INSTRUCTIONS TO FOLLOW — All pictures must be left out as you transcribe the lines from the first line of the data to the line containing "Category: black tire", both included.

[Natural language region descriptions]
---+---

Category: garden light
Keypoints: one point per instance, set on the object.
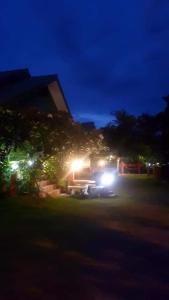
(107, 179)
(14, 165)
(30, 163)
(101, 163)
(76, 165)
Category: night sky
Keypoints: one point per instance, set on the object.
(109, 54)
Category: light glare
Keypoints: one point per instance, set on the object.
(76, 165)
(107, 179)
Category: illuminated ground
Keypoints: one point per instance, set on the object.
(78, 249)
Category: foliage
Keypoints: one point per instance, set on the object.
(133, 137)
(49, 139)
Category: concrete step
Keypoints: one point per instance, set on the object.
(48, 188)
(43, 183)
(55, 193)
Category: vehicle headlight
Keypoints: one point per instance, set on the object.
(107, 179)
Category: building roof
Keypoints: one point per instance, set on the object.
(19, 82)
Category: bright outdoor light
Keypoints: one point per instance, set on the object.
(101, 163)
(14, 165)
(30, 163)
(107, 179)
(76, 165)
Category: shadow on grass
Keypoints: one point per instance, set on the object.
(48, 254)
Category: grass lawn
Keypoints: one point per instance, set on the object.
(67, 248)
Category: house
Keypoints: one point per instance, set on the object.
(19, 89)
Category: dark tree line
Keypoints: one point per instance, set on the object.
(145, 137)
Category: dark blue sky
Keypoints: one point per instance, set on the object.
(109, 54)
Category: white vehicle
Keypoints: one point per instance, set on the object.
(101, 184)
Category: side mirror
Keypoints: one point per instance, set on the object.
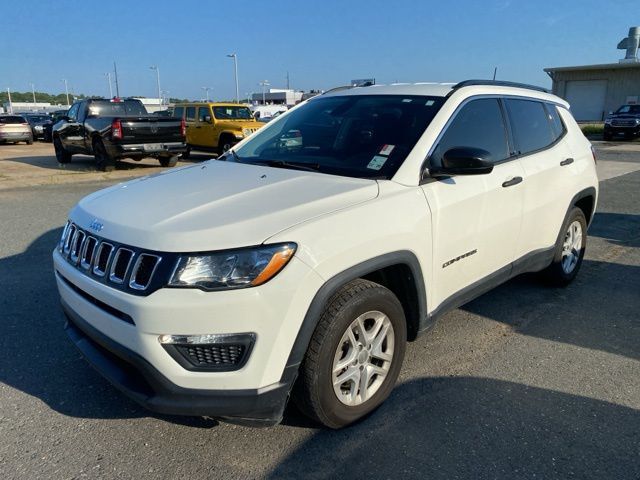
(463, 161)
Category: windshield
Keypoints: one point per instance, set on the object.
(126, 108)
(232, 113)
(633, 109)
(365, 136)
(38, 118)
(12, 119)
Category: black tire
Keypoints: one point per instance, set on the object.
(61, 154)
(169, 161)
(225, 142)
(560, 273)
(314, 392)
(104, 161)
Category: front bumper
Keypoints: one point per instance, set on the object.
(147, 149)
(139, 380)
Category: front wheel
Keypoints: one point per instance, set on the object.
(354, 357)
(569, 250)
(61, 154)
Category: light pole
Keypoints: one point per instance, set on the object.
(66, 89)
(235, 64)
(263, 84)
(155, 67)
(108, 75)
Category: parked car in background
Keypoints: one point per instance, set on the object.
(215, 127)
(14, 129)
(623, 122)
(300, 266)
(56, 116)
(38, 121)
(117, 128)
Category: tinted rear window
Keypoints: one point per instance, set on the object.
(127, 108)
(12, 119)
(478, 124)
(531, 126)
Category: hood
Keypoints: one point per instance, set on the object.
(216, 205)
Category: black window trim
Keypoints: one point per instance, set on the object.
(507, 119)
(544, 106)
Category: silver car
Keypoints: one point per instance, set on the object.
(14, 129)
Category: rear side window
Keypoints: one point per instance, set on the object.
(557, 127)
(531, 125)
(9, 119)
(479, 124)
(178, 112)
(203, 112)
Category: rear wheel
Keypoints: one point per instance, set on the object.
(104, 161)
(169, 161)
(354, 356)
(569, 250)
(61, 154)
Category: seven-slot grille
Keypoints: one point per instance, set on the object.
(116, 264)
(624, 122)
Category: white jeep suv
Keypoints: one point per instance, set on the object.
(301, 262)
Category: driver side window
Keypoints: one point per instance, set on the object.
(479, 124)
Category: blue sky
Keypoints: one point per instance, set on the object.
(322, 44)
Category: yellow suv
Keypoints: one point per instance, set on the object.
(215, 126)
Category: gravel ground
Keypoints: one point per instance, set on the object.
(524, 382)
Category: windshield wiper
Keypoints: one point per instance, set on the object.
(310, 167)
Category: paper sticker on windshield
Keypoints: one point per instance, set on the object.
(377, 162)
(386, 150)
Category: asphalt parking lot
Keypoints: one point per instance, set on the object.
(524, 382)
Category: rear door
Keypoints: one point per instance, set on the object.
(476, 218)
(539, 136)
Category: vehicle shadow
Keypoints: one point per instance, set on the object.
(471, 428)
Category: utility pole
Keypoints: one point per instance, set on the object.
(108, 75)
(263, 84)
(235, 64)
(10, 104)
(115, 71)
(66, 89)
(155, 67)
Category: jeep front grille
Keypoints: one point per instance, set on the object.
(119, 266)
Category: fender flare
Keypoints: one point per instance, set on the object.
(312, 317)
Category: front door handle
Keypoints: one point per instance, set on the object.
(511, 182)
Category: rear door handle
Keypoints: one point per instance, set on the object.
(511, 182)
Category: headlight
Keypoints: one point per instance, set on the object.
(248, 267)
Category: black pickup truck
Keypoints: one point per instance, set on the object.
(625, 121)
(117, 128)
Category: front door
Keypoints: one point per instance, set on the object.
(476, 219)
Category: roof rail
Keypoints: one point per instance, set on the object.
(498, 83)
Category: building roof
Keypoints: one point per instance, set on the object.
(603, 66)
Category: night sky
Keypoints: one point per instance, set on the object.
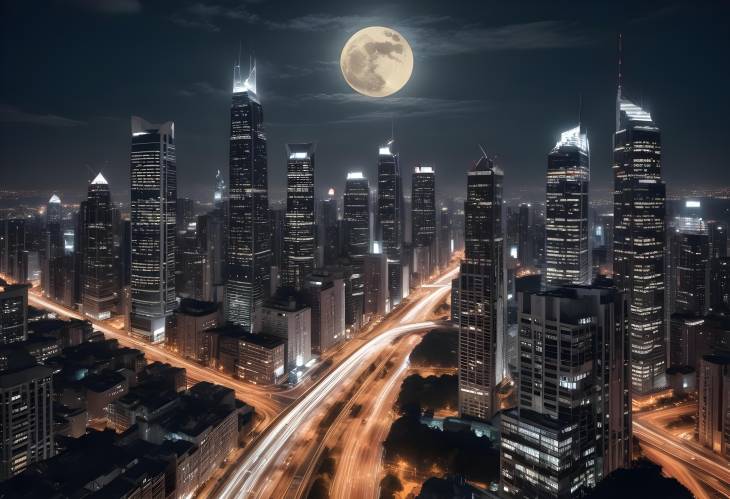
(507, 75)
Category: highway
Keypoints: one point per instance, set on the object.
(272, 463)
(703, 472)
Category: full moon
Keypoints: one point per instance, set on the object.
(377, 61)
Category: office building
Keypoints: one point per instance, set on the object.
(190, 322)
(567, 252)
(153, 211)
(481, 299)
(713, 403)
(99, 293)
(639, 239)
(26, 396)
(423, 220)
(13, 312)
(328, 230)
(13, 254)
(390, 218)
(299, 233)
(572, 425)
(376, 300)
(325, 296)
(286, 316)
(249, 239)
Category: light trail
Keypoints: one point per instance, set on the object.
(251, 470)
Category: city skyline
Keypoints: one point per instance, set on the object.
(88, 130)
(408, 329)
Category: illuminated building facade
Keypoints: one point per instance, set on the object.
(481, 293)
(639, 238)
(567, 252)
(154, 197)
(572, 425)
(99, 280)
(249, 239)
(389, 222)
(299, 232)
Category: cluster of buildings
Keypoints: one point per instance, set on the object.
(309, 274)
(554, 348)
(84, 417)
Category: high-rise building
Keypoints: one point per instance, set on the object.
(98, 292)
(13, 256)
(423, 206)
(423, 221)
(690, 255)
(26, 400)
(328, 229)
(52, 277)
(574, 406)
(325, 296)
(285, 315)
(444, 237)
(389, 222)
(299, 246)
(249, 241)
(13, 312)
(375, 284)
(567, 251)
(154, 196)
(713, 403)
(356, 215)
(525, 252)
(481, 293)
(219, 195)
(639, 238)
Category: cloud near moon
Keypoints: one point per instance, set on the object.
(376, 61)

---+---

ANSWER FOR THIS EXERCISE —
Category: garden light
Keypoints: one point per instance, set on the object.
(107, 179)
(14, 165)
(30, 163)
(101, 163)
(76, 165)
Category: night sky
Keypoints: one point per instance, set on the object.
(109, 54)
Category: light glare
Keypoints: one point per instance, set on the object.
(76, 165)
(107, 179)
Category: illuminated ground
Keypoints: one point per instance, set on the object.
(78, 249)
Category: foliage
Keypoints: one point per instance, set on the object.
(133, 137)
(49, 139)
Category: concrete step
Keypoints: one point per instance, set on the object.
(48, 188)
(43, 183)
(55, 193)
Category: vehicle headlight
Keypoints: one point per instance, set on the object.
(107, 179)
Category: building roof
Keypoints: one point per instance, set on the object.
(19, 82)
Category: bright outdoor light
Keypoints: one point per instance, set on the object.
(101, 163)
(14, 165)
(30, 163)
(107, 179)
(76, 165)
Category: shadow on grass
Keypoints: one point per instance, set on the object.
(48, 254)
Category: grass lawn
Keypoints: one point per instance, set on the object.
(67, 248)
Category: house
Keypoints: one point per instance, set on the object.
(19, 89)
Category: dark tree line
Keypoints: one point per instance, set on the object.
(145, 137)
Category: dark blue sky
Keypoints: one point per instance, set on the object.
(109, 54)
Category: white vehicle
Keypoints: one point per instance, set on the object.
(101, 184)
Category: side mirror
Keypoints: one point per instance, set on the object.
(463, 161)
Category: windshield
Keypoints: one point per instance, set on the object.
(126, 108)
(232, 113)
(633, 109)
(365, 136)
(38, 118)
(12, 119)
Category: black tire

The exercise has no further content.